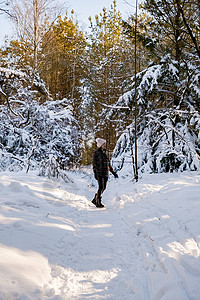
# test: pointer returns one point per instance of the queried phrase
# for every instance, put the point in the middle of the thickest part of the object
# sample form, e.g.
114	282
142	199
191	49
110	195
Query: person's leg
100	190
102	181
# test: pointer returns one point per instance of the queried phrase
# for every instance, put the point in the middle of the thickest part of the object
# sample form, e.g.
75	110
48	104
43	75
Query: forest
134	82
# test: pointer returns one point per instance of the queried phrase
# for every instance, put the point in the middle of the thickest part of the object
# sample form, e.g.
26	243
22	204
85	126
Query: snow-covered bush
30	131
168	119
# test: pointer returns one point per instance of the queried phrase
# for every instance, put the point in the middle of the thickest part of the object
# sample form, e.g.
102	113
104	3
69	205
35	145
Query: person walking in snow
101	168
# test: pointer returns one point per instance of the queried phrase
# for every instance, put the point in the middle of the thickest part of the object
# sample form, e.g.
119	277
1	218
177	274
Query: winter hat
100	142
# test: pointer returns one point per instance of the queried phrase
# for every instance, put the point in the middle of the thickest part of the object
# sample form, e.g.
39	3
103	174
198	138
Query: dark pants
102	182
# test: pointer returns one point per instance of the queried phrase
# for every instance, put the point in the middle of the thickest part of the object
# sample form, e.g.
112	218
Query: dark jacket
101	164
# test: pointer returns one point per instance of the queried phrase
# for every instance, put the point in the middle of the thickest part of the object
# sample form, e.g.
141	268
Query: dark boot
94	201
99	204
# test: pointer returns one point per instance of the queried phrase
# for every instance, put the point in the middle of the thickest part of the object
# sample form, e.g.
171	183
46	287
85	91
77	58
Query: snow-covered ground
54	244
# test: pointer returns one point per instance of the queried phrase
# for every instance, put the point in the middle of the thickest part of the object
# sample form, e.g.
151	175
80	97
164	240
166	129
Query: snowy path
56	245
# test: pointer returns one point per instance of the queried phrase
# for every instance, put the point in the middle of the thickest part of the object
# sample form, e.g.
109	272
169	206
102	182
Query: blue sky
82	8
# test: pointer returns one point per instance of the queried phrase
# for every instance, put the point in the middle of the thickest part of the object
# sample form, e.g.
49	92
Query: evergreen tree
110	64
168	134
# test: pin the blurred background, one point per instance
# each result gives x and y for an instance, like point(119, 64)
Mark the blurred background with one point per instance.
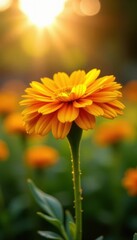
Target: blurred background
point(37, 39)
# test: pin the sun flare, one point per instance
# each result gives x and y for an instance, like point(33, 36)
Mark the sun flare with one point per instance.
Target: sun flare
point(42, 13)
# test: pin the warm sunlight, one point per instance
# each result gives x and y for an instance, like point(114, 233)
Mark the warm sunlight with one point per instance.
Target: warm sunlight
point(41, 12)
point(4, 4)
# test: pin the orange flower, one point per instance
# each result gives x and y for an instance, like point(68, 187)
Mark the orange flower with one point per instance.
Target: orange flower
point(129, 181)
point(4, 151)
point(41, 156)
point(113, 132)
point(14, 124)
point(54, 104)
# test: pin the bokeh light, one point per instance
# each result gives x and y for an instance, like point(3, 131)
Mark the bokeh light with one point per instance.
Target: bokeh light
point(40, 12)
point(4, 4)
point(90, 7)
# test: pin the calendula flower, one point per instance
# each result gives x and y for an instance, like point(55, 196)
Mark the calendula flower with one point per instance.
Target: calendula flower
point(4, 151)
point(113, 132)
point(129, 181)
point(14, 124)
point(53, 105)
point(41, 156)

**AIM OF THE EXERCISE**
Copy the stretch of the records from the line containing "# test: pin the blurred" through the end of the records, keeping every line, but offset each answer's point coordinates by adding 129 to both numbers. Leave the picture out.

**TASK OUTPUT**
# test: pin the blurred background, one point per instance
# each result gives x and y for an instance, like point(119, 64)
Mark the blurred background with one point per instance.
Target: blurred background
point(166, 168)
# test: pin the sun flare, one point per instance
# each result gives x and y for an instance, like point(33, 36)
Mark the sun flare with one point per instance.
Target: sun flare
point(171, 142)
# test: pin the warm sunlight, one point per instance
# each result gives x and y for an instance, like point(114, 233)
Mark the warm sunlight with one point per instance.
Target: warm sunlight
point(170, 141)
point(133, 133)
# test: pin the orange flower, one point per instance
# each result gives x and y for an instance, like point(68, 187)
Mark the orange flower with one point per instance.
Target: orange flower
point(258, 310)
point(133, 280)
point(170, 285)
point(242, 261)
point(143, 253)
point(183, 233)
# test: pin the bokeh light, one point per instance
# each result gives x and y for an instance, like point(3, 131)
Mark the bokeh light with one point per instance.
Target: bokeh light
point(169, 141)
point(133, 133)
point(219, 136)
# test: pin the calendula flower, one point per instance
# each result gives x and y for an instance, like point(55, 196)
Mark the calendula flower with one point per instance.
Target: calendula flower
point(133, 280)
point(242, 261)
point(258, 310)
point(143, 253)
point(182, 234)
point(170, 285)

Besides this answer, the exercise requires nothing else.